> 設定課題 1:
対象文書の「手続の経緯」で「以下、「…」という。」の形で呼び名が与えられている補正を、その付けの日付とともにすべて挙げてください。
> 設定課題 2:
対象文書によれば、拒絶査定はいつ送達されましたか。

> 対象文書:
結論 本件審判の請求は、成り立たない。 
理由 1.手続の経緯
本願は、平成15年1月16日の出願であって、明細書又は図面について平成15年3月19日付けで補正がなされ(以下、「補正1」という。)、平成19年8月8日付けで補正がなされ(以下、「補正2」という。)、平成19年8月31日付け(送達:同年9月4日)で拒絶査定がなされ、これに対し、同年10月4日に拒絶査定不服審判が請求されるとともに、同年同月29日付けで明細書又は図面についての手続補正(以下、「本件補正」という。)がなされたものである。
その後、平成21年4月21日付けで審尋をしたところ、請求人より同年6月23日付け回答書の提出があった。

2.本件補正についての補正却下の決定
[補正却下の決定の結論]
本件補正を却下する。
[理由]
(1)補正の内容
本件補正は、特許請求の範囲の請求項1を補正前の
「駆動側の回転軸に取付けられる駆動側フランジ部と負荷側の回転軸に取付けられる負荷側フランジ部との間に中空体部が形成された回転本体と、前記回転本体の外周に設けられ、前記中空体部に取付けられるトルク検出部の出力により発光し光信号を出力する発光素子と、前記発光素子の光信号を受信する受光ファイバーの両端面側に設けられ、前記光信号を電気信号に変換する光信号変換部と、前記光信号変換部よりの出力に応じ前記受光ファイバーの異常を検知する異常検出部とを備えたことを特徴とする回転体トルク測定装置。」

> 提供項目:
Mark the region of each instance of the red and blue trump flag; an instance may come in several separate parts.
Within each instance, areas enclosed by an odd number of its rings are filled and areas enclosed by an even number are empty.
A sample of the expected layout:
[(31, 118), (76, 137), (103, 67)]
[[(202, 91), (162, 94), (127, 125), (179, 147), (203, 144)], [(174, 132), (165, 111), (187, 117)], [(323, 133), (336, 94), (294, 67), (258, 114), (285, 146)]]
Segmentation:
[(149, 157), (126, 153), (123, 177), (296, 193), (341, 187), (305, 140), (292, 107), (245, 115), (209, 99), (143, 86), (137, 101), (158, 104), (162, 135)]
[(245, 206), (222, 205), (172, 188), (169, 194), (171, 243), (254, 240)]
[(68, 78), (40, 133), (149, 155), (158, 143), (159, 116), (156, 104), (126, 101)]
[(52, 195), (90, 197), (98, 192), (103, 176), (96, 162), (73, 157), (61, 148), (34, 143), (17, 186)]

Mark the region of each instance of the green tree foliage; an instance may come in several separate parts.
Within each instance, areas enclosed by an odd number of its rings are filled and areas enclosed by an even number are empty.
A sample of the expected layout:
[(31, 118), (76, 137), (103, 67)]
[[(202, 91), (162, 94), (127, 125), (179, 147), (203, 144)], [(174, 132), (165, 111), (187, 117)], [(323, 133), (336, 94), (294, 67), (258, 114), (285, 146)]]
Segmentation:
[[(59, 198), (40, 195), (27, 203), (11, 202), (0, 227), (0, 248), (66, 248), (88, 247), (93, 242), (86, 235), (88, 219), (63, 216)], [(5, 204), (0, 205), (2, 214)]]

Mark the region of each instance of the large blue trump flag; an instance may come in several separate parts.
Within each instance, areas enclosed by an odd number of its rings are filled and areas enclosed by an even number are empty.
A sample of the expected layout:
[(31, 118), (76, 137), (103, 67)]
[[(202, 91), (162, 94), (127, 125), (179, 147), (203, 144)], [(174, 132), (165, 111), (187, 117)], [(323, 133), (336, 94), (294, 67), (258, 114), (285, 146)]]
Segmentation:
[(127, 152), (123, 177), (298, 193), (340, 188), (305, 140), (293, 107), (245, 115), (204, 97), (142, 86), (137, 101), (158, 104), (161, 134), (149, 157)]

> 正しい結果 1:
- 補正1:平成15年3月19日付け
- 補正2:平成19年8月8日付け
- 本件補正:平成19年10月29日付け

> 正しい結果 2:
平成19年9月4日に送達されました。